Dataset excerpts
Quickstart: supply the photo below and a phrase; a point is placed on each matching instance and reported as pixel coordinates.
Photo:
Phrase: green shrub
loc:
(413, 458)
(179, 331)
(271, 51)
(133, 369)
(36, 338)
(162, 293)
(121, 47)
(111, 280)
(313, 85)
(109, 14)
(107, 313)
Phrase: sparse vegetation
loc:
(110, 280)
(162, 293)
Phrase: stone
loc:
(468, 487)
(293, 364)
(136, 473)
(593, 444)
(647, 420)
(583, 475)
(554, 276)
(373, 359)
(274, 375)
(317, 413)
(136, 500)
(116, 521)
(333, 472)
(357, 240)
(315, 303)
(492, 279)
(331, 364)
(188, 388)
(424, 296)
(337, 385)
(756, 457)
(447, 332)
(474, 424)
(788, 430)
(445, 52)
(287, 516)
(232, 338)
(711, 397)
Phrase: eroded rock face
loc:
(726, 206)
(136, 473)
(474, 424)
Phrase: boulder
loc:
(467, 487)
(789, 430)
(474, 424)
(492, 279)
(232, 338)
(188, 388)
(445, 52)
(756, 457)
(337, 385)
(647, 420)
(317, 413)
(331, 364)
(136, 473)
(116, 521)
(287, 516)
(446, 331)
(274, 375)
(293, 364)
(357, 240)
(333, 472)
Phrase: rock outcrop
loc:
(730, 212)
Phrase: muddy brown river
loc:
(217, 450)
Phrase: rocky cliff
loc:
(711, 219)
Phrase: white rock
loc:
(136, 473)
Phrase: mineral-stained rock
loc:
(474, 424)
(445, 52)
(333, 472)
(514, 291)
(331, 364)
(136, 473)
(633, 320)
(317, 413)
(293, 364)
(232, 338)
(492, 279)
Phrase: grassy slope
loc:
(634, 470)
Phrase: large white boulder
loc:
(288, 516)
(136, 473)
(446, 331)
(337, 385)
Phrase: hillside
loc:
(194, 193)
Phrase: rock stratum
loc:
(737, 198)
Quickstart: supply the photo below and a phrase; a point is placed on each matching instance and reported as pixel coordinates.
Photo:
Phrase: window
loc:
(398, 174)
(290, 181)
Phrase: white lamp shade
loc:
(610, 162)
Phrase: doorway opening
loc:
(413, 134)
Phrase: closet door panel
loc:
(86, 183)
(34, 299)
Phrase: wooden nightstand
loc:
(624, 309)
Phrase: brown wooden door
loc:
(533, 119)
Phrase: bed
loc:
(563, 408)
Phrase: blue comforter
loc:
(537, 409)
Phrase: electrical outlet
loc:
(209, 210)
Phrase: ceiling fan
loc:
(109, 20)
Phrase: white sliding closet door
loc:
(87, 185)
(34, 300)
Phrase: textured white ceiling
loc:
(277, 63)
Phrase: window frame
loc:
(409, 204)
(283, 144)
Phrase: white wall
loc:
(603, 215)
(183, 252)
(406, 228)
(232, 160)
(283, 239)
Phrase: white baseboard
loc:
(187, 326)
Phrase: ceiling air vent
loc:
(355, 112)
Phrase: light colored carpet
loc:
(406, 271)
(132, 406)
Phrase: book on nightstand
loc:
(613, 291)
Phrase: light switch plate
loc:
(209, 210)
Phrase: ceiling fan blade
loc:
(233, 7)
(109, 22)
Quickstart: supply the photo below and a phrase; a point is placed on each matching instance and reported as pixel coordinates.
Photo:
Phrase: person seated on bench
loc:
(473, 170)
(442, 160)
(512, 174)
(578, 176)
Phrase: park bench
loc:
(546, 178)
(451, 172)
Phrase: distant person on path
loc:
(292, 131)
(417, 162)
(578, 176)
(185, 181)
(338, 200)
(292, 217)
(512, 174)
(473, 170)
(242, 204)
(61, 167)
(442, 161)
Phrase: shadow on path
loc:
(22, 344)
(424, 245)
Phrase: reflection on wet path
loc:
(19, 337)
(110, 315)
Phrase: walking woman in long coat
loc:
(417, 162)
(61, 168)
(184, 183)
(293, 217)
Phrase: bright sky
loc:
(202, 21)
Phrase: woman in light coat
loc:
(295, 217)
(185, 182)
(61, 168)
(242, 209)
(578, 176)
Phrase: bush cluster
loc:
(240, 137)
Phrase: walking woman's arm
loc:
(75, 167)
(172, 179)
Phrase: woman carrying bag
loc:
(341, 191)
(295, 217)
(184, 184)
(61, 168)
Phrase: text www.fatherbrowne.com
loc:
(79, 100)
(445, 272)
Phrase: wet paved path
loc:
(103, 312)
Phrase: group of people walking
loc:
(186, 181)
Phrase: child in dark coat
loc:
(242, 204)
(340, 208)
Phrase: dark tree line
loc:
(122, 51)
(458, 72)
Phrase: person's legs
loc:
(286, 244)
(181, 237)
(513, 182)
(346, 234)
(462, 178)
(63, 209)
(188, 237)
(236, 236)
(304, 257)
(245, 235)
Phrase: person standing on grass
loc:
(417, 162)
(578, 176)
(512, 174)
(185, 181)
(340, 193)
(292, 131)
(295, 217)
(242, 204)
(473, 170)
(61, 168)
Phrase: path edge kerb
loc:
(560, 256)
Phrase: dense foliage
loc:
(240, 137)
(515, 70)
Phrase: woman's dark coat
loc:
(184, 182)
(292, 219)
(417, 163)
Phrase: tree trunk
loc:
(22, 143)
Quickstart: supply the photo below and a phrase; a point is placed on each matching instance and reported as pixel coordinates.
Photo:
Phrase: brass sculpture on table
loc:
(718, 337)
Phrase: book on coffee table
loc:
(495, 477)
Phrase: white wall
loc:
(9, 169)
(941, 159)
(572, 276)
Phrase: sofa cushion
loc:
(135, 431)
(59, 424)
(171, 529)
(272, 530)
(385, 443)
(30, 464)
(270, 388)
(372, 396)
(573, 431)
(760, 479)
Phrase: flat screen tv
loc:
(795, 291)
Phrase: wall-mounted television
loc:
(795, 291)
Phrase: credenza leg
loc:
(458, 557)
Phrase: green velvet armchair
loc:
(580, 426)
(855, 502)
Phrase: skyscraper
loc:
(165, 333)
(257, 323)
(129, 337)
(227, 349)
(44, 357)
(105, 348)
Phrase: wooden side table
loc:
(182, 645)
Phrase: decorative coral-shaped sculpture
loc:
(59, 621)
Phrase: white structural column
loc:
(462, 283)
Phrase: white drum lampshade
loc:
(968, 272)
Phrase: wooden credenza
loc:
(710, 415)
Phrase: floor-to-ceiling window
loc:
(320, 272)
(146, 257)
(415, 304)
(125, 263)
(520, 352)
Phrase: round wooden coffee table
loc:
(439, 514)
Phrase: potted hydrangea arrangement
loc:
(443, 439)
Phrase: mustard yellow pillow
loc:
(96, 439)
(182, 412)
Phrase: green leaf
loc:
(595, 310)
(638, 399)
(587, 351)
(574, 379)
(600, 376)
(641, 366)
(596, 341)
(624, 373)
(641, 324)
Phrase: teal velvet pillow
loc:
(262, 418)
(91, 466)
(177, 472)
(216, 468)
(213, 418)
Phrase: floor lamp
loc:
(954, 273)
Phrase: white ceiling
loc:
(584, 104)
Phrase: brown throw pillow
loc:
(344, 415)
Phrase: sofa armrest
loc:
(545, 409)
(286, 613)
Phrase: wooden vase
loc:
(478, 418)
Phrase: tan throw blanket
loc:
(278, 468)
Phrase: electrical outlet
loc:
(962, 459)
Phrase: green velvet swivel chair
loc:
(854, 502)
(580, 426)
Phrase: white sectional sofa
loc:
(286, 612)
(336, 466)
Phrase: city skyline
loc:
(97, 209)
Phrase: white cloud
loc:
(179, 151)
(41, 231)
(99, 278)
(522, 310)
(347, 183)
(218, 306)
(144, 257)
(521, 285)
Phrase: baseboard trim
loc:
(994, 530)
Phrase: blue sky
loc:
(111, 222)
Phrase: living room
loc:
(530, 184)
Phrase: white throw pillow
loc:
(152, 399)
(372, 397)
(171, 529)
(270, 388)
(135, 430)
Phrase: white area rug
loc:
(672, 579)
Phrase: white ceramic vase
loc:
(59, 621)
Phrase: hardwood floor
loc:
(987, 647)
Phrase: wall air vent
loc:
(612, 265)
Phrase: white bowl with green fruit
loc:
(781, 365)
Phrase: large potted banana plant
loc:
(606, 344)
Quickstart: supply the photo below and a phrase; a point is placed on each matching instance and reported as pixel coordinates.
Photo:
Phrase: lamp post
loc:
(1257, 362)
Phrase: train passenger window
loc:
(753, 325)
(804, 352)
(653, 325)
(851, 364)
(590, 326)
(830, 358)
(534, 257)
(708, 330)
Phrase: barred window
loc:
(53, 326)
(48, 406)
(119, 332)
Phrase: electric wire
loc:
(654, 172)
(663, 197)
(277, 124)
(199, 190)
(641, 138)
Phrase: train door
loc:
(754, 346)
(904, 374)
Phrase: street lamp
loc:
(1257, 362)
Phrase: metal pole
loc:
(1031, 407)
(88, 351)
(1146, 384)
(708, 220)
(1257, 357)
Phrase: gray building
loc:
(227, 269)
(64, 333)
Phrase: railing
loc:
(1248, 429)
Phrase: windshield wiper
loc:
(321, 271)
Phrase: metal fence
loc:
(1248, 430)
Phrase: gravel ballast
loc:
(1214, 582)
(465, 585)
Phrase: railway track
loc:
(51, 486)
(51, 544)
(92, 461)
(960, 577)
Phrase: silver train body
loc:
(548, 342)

Short exercise
Write the lines of the records as a JSON list of strings, one string per line with blank lines omitted, starting with the line that contains "Phrase: green leaf" and continuing through the final line of the records.

Correct output
[
  "Phrase: green leaf",
  "loc:",
  "(595, 310)",
  "(638, 399)",
  "(587, 351)",
  "(574, 379)",
  "(600, 376)",
  "(641, 366)",
  "(596, 341)",
  "(624, 373)",
  "(641, 324)",
  "Phrase: teal velvet pillow",
  "loc:",
  "(262, 418)",
  "(91, 466)",
  "(177, 472)",
  "(216, 468)",
  "(213, 418)",
  "Phrase: floor lamp",
  "loc:",
  "(954, 273)",
  "Phrase: white ceiling",
  "loc:",
  "(584, 104)",
  "Phrase: brown throw pillow",
  "loc:",
  "(344, 415)",
  "Phrase: sofa armrest",
  "loc:",
  "(545, 409)",
  "(286, 613)",
  "Phrase: wooden vase",
  "loc:",
  "(478, 418)",
  "Phrase: tan throw blanket",
  "loc:",
  "(278, 468)",
  "Phrase: electrical outlet",
  "loc:",
  "(962, 459)",
  "Phrase: green velvet swivel chair",
  "loc:",
  "(854, 502)",
  "(580, 426)",
  "Phrase: white sectional sofa",
  "loc:",
  "(286, 612)",
  "(336, 466)",
  "Phrase: city skyline",
  "loc:",
  "(97, 209)",
  "Phrase: white cloud",
  "loc:",
  "(179, 151)",
  "(41, 231)",
  "(99, 278)",
  "(522, 310)",
  "(347, 183)",
  "(218, 306)",
  "(144, 257)",
  "(521, 285)",
  "Phrase: baseboard trim",
  "loc:",
  "(994, 530)",
  "Phrase: blue sky",
  "loc:",
  "(111, 222)",
  "Phrase: living room",
  "loc:",
  "(530, 184)",
  "Phrase: white throw pillow",
  "loc:",
  "(152, 399)",
  "(372, 397)",
  "(171, 529)",
  "(270, 388)",
  "(135, 430)",
  "Phrase: white area rug",
  "loc:",
  "(672, 579)",
  "Phrase: white ceramic vase",
  "loc:",
  "(59, 621)",
  "Phrase: hardwood floor",
  "loc:",
  "(987, 647)",
  "Phrase: wall air vent",
  "loc:",
  "(612, 265)",
  "Phrase: white bowl with green fruit",
  "loc:",
  "(781, 365)",
  "Phrase: large potted banana plant",
  "loc:",
  "(606, 344)",
  "Quickstart: supply the photo below and a phrase; a point is placed on each matching instance and reported as pixel coordinates.",
  "Photo:",
  "Phrase: lamp post",
  "loc:",
  "(1257, 362)",
  "Phrase: train passenger window",
  "loc:",
  "(753, 325)",
  "(804, 352)",
  "(653, 325)",
  "(851, 364)",
  "(590, 326)",
  "(830, 358)",
  "(534, 257)",
  "(708, 330)",
  "Phrase: barred window",
  "loc:",
  "(53, 326)",
  "(48, 406)",
  "(119, 332)",
  "Phrase: electric wire",
  "loc:",
  "(654, 172)",
  "(663, 197)",
  "(277, 124)",
  "(199, 190)",
  "(641, 138)",
  "Phrase: train door",
  "loc:",
  "(754, 346)",
  "(904, 374)",
  "Phrase: street lamp",
  "loc:",
  "(1257, 362)",
  "Phrase: metal pole",
  "loc:",
  "(1031, 407)",
  "(88, 351)",
  "(1146, 384)",
  "(708, 220)",
  "(1257, 357)",
  "Phrase: gray building",
  "loc:",
  "(227, 269)",
  "(64, 333)",
  "Phrase: railing",
  "loc:",
  "(1248, 429)",
  "Phrase: windshield wiper",
  "loc:",
  "(321, 271)",
  "Phrase: metal fence",
  "loc:",
  "(1248, 430)",
  "Phrase: gravel ballast",
  "loc:",
  "(1214, 582)",
  "(465, 585)",
  "Phrase: railway track",
  "loc:",
  "(51, 486)",
  "(51, 544)",
  "(92, 461)",
  "(960, 577)",
  "Phrase: silver train body",
  "loc:",
  "(548, 342)"
]